▶ _Wybrany fragment_:
"""
Jest to pod każdym względem szkodliwy anachronizm, który nie powinien występować w przestrzeni publicznej naszego miasta, tym bardziej, że Kraków jest coraz bardziej zakorkowany, zanieczyszczony i hałaśliwy. W rezultacie dochodzi m.in. do wypadków komunikacyjnych i innych groźnych zdarzeń z udziałem koni, w tym także śmiertelnych, a na dodatek zwierzęta te eksploatowane są nawet w największe upały.
To właśnie z tych powodów Krakowskie Stowarzyszenie Obrony Zwierząt domaga się już o 6 lat wprowadzenia w Krakowie całkowitego zakazu ruchu dorożek konnych, podobnego do tych, jakie już wprowadzono w Londynie, Paryżu, Rzymie czy Barcelonie i wielu innych miastach świata.
"""
▶ _Rekordy_:
"""
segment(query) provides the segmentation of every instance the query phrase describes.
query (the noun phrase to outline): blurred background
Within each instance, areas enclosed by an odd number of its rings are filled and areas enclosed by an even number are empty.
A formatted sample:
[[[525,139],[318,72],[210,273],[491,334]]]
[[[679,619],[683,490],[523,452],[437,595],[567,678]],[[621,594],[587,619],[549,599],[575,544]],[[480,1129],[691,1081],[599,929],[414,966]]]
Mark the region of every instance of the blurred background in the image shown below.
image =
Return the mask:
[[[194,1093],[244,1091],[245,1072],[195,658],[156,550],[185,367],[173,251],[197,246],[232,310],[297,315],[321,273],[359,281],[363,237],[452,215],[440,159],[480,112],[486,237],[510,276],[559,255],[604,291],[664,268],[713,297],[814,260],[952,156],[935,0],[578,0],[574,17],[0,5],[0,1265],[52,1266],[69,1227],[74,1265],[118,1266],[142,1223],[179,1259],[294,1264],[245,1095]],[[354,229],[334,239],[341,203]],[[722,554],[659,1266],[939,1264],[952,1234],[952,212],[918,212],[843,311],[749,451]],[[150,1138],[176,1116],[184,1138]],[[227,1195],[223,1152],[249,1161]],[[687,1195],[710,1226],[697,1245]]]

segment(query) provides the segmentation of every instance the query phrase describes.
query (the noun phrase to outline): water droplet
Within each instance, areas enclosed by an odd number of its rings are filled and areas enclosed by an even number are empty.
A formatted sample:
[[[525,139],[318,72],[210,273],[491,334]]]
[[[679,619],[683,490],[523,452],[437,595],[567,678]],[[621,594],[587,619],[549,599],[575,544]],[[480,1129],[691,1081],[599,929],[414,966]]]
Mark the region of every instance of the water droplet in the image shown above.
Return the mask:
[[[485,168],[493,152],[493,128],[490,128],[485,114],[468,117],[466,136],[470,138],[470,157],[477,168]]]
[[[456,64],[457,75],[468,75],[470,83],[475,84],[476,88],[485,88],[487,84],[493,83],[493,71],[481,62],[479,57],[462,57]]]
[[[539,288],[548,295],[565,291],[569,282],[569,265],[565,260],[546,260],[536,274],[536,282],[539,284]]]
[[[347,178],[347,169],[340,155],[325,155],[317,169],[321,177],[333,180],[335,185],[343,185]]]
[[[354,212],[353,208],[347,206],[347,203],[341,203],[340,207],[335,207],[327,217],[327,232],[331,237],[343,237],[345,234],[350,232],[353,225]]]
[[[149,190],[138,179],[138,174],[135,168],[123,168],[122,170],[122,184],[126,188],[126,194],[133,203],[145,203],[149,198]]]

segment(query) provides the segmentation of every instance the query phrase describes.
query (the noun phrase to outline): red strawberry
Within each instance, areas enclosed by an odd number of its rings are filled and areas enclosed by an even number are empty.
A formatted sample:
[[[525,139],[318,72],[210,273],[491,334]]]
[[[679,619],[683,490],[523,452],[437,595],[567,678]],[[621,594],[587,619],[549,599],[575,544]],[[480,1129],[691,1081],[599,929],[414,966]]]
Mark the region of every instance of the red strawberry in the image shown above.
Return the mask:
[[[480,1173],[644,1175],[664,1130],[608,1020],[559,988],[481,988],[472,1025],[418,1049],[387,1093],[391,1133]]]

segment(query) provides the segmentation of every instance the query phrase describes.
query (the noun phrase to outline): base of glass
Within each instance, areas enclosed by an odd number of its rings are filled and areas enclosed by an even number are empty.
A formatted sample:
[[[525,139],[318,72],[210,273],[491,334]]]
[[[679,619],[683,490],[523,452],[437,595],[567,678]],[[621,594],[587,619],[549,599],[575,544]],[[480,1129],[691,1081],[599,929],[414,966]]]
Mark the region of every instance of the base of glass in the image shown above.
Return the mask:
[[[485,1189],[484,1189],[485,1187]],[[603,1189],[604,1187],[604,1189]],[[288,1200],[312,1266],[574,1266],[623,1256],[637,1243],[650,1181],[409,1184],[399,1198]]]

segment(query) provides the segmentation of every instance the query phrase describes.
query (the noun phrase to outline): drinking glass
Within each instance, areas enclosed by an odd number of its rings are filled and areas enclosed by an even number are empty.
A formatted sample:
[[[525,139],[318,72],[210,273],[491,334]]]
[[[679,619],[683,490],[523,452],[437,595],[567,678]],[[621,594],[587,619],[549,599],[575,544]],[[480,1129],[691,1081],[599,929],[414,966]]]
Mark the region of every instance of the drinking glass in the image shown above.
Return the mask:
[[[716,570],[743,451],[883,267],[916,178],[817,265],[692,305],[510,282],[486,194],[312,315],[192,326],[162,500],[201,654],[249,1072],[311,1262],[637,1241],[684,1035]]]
"""
▶ _Do zrobienia_:
a - Przytocz dosłownie fragment tekstu o dorożkach konnych w Krakowie, zaczynając od słów „To właśnie z” i ciągnąc aż do słów „innych miastach świata.”.
b - Napisz dalszy ciąg tekstu o dorożkach konnych w Krakowie, zaczynając od miejsca, w którym się kończy.

▶ _Wyniki zadań_:
a -
To właśnie z tych powodów Krakowskie Stowarzyszenie Obrony Zwierząt domaga się już o 6 lat wprowadzenia w Krakowie całkowitego zakazu ruchu dorożek konnych, podobnego do tych, jakie już wprowadzono w Londynie, Paryżu, Rzymie czy Barcelonie i wielu innych miastach świata.

b -
W 2022 r. wnieśliśmy w tej sprawie obywatelską inicjatywę uchwałodawczą, popartą przez 835 mieszkańców, którą Rada Miasta Krakowa odrzuciła stosunkiem głosów: 12 za, 25 przeciw, przy 4 wstrzymujących się.
Od wielu miesięcy domagamy się także, aby w zapowiadanym referendum lokalnym poddać pod osąd mieszkańców pytanie: „Czy jesteś za wprowadzeniem zakazu funkcjonowania dorożek konnych w Krakowie?” Pod naszym apelem w tej sprawie, który w dniu 20.06.2023 r. złożyliśmy do Rady Miasta Krakowa, zebraliśmy podpisy 5588 osób.
Dlatego oczekujemy od Państwa zajęcia jednoznacznego stanowiska na ten temat i przedstawienia działań, które zamierzają Państwo podjąć w tej sprawie.
Z poważaniem
Agnieszka Wypych
Prezes Krakowskiego Stowarzyszenia Obrony Zwierząt”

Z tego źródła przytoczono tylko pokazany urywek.